===== DATA FOR PROCESSING =====

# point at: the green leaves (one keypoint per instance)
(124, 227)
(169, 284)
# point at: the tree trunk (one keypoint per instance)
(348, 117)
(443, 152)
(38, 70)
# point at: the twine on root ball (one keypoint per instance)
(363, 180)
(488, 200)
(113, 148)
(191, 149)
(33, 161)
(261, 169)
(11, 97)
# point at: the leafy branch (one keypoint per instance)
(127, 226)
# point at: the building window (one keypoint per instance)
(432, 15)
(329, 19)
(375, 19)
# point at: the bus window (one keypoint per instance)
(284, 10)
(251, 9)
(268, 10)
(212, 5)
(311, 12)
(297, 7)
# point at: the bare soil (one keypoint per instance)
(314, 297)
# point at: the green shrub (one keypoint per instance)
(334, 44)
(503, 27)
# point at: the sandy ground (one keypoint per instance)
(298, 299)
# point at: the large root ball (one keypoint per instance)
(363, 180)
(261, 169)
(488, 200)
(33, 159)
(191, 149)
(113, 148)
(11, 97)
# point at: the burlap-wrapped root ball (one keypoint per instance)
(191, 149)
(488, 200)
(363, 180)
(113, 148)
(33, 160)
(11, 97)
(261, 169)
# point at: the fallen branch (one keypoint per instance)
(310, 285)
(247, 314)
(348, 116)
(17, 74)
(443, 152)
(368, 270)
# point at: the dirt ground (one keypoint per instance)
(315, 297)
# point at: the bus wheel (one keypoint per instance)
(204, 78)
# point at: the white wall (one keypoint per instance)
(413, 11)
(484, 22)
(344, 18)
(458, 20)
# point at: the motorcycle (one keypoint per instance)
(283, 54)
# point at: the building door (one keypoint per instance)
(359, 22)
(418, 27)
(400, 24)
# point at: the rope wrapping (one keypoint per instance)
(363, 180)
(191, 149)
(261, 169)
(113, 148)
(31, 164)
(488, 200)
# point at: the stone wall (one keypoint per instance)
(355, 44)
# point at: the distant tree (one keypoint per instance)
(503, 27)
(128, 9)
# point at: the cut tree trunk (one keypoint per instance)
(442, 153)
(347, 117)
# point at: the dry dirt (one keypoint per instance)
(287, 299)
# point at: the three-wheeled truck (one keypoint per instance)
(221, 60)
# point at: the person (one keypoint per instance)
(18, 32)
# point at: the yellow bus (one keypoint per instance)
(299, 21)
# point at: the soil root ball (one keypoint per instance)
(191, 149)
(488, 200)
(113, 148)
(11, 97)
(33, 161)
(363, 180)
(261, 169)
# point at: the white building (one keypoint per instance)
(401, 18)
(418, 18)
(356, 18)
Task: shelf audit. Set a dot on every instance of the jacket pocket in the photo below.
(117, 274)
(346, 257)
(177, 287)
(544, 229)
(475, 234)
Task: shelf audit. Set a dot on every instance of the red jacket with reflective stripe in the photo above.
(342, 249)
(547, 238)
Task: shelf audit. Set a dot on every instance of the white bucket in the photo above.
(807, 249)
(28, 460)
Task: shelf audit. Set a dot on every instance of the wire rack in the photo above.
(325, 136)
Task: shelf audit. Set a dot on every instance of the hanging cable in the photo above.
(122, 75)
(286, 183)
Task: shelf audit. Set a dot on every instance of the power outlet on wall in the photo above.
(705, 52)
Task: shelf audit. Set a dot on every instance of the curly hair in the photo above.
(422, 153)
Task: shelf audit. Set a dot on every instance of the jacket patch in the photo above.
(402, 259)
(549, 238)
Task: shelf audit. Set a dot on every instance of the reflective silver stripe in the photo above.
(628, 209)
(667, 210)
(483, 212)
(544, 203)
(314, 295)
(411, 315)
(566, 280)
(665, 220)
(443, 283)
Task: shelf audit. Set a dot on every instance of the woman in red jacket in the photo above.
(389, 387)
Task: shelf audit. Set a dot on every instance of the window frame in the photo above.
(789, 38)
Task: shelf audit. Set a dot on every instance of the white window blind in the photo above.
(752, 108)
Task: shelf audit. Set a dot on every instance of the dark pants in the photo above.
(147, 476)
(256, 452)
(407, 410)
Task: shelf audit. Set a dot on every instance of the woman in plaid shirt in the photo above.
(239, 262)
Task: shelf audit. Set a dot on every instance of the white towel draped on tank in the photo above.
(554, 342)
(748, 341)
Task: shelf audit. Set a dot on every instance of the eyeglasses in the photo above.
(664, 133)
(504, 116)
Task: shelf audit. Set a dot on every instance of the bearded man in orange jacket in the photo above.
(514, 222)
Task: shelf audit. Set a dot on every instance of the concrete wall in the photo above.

=====

BRIEF
Give the entries again in full, exactly as they were written above.

SOLUTION TO THE EXERCISE
# point at: the green leaves (one keypoint per instance)
(124, 227)
(169, 284)
# point at: the tree trunk (one keypoint per instance)
(348, 117)
(443, 152)
(38, 70)
# point at: the twine on root ball (one keypoint per instance)
(363, 180)
(488, 200)
(113, 148)
(191, 149)
(33, 161)
(261, 169)
(11, 97)
# point at: the leafy branch (one keypoint per instance)
(127, 226)
# point at: the building window (one keypoint per instance)
(432, 15)
(329, 19)
(375, 19)
# point at: the bus window (one keypoint per instance)
(284, 10)
(251, 9)
(268, 10)
(212, 5)
(311, 12)
(297, 7)
# point at: the bare soil (one keypoint per instance)
(314, 297)
# point at: the green shrub (one keypoint per instance)
(334, 44)
(503, 27)
# point at: the sandy ground (one keypoint per instance)
(298, 299)
# point at: the large root ball (one keypoint per instance)
(363, 180)
(261, 169)
(488, 200)
(33, 159)
(191, 149)
(113, 148)
(11, 97)
# point at: the burlap-wrapped root ball (one keypoint per instance)
(191, 149)
(488, 200)
(363, 180)
(113, 148)
(33, 160)
(11, 97)
(261, 169)
# point at: the fallen branch (one keypoint per instance)
(310, 285)
(247, 314)
(348, 116)
(17, 74)
(443, 152)
(368, 270)
# point at: the dirt ground (one keypoint per instance)
(315, 297)
# point at: the bus wheel (one keypoint per instance)
(204, 78)
# point at: the white wall (one keypoint per instance)
(413, 11)
(484, 22)
(344, 18)
(458, 20)
# point at: the motorcycle (one keypoint per instance)
(283, 54)
# point at: the building door (one keypoint per instance)
(359, 22)
(418, 27)
(400, 24)
# point at: the rope wrapping (one keypoint per instance)
(363, 180)
(191, 149)
(261, 169)
(113, 148)
(31, 164)
(488, 200)
# point at: the stone wall (one keypoint per instance)
(355, 44)
# point at: the distant tree (one keypoint per instance)
(503, 27)
(128, 9)
# point at: the cut tree trunk (one keypoint per instance)
(442, 153)
(347, 117)
# point at: the dry dirt (one keypoint per instance)
(287, 299)
# point at: the three-wheeled truck (one keypoint per instance)
(221, 60)
# point at: the person (one keypoint per instance)
(18, 32)
# point at: the yellow bus (one keypoint per instance)
(299, 21)
# point at: the soil root ball (one keypoint per instance)
(191, 149)
(488, 200)
(113, 148)
(11, 97)
(33, 161)
(363, 180)
(261, 169)
# point at: the white building (one keypoint per instance)
(401, 18)
(418, 18)
(356, 18)
Task: shelf audit. Set a dot on every instance of the jacket pocket in the photo below.
(117, 274)
(346, 257)
(177, 287)
(544, 229)
(475, 234)
Task: shelf audit. Set a dot on every instance of the red jacket with reflective stripe in the photo above.
(342, 249)
(547, 238)
Task: shelf audit. Set a dot on every instance of the white bucket in the photo above.
(807, 249)
(28, 460)
Task: shelf audit. Set a dot on every instance of the wire rack in the photo above.
(325, 136)
Task: shelf audit. Set a dot on every instance of the hanging cable in the photo above.
(122, 75)
(286, 183)
Task: shelf audit. Set a dot on every instance of the power outlet on wall in the photo above.
(705, 52)
Task: shelf audit. Set a dot on every instance of the curly hair in the photo above.
(422, 153)
Task: shelf audit. Set a dot on every instance of the jacket patch in the photo above.
(402, 259)
(549, 238)
Task: shelf audit. Set a dot on every instance of the reflective silver stripe in the photo above.
(628, 209)
(667, 210)
(483, 212)
(544, 203)
(314, 295)
(411, 315)
(566, 280)
(665, 220)
(443, 283)
Task: shelf audit. Set a dot on every instance of the woman in red jacket in the photo above.
(389, 387)
Task: shelf audit. Set a dot on every instance of the window frame in the photo above.
(789, 38)
Task: shelf audit. Set a dot on every instance of the white window blind in the photo above.
(752, 108)
Task: shelf audit. Set a dot on every instance of the dark pants in the photo above.
(147, 476)
(256, 452)
(407, 410)
Task: shelf audit. Set a dot on every instance of the woman in plaid shirt in the photo above.
(239, 262)
Task: shelf audit. Set a dot on every instance of the white towel draped on tank in the photo above.
(554, 342)
(748, 341)
Task: shelf audit. Set a dot on every instance of the eyeglasses in the photo above.
(664, 133)
(504, 116)
Task: shelf audit. Set a dot on every instance of the bearded man in orange jacket in the photo above.
(514, 222)
Task: shelf audit. Set a dot on every instance of the concrete wall in the photo above.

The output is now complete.